#### INSTRUCTIONS FOR THE TASK:
Carry on the passage about the Old Fields Church, continuing past its last sentence.

#### EXTRACT PROVIDED:
————————
Heritage Weekend Tile 1986

Also known as the Fort Pleasant Meeting House, the Old Fields Church holds special significance in the history of the South Branch Valley. It is the oldest church in West Virginia; and because it served, too, as a school house, it is believed to be the oldest extant school house in the state.

The church was built in 1812 on land donated by Isaac and Elizabeth VanMeter, early settlers in Old Fields who, in 1832, built Fort Pleasant, an 18-room mansion of mixed Georgian and Federal styles nearby. The original deed for the church stipulates that while the property was owned by the Methodist Church, it would be available for use by any denomination at any time.

Religious tolerance did not extend to racial equality. While black slaves were allowed to attend services, they were segregated in a balcony accessed from an outdoor staircase. “A contributor to the Moorefield Examiner in 1904 recalled ‘Uncle’ John and ‘Aunt’ Lydia Lowe and all the old servants in the gallery before the war,” reports Richard MacMaster in The History of Hardy County, 1786-1986.
————————
#### DATA SHOWN:
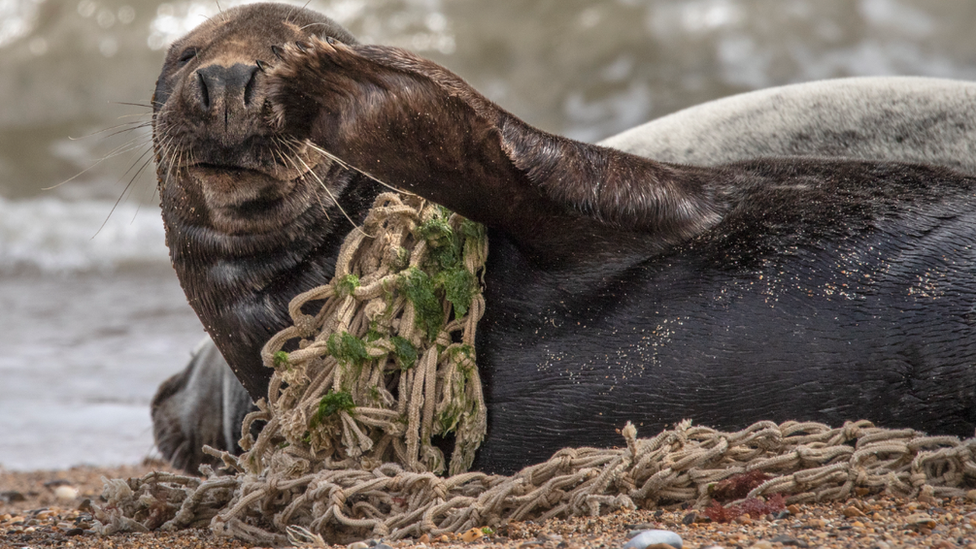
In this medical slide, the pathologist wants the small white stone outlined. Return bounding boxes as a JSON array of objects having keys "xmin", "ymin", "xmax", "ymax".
[
  {"xmin": 54, "ymin": 486, "xmax": 78, "ymax": 501},
  {"xmin": 624, "ymin": 530, "xmax": 681, "ymax": 549}
]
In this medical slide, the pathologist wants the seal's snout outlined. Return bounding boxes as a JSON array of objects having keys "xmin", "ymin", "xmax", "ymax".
[{"xmin": 192, "ymin": 63, "xmax": 260, "ymax": 123}]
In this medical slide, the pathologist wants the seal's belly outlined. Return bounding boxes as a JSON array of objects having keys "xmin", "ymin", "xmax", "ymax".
[{"xmin": 477, "ymin": 217, "xmax": 976, "ymax": 471}]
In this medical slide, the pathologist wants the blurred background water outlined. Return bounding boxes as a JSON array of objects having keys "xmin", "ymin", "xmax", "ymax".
[{"xmin": 0, "ymin": 0, "xmax": 976, "ymax": 469}]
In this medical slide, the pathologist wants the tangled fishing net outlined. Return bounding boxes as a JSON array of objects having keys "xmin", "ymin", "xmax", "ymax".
[{"xmin": 96, "ymin": 193, "xmax": 976, "ymax": 545}]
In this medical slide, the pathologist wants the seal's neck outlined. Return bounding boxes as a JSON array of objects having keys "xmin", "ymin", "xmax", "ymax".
[{"xmin": 160, "ymin": 165, "xmax": 378, "ymax": 400}]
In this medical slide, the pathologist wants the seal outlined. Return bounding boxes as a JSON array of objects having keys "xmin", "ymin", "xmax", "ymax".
————————
#### RESPONSE TO THE TASK:
The meeting house had fallen into disrepair and was closed briefly in the late 1800s. According to MacMaster, Methodists from Old Fields and Moorefield raised enough money at an ice cream social in 1897 to repair the church and reopen it in 1898 with a service led by the Rev. S. G. Ferguson, who had served with Mosby’s Raiders in the Civil War.

After the removal of the unsafe balcony pre-1900, the building has been maintained in excellent condition. Members of the VanMeter and other prominent local families continue to be buried in the church yard as their ancestors have been for the past seven or eight generations.

Directions: US 220 north from Moorefield for about 4 miles, turn left at grey barn (just north of Fish Pond Rd.) and at historic sign and farm gate. Watch for green flag, drive through field on left.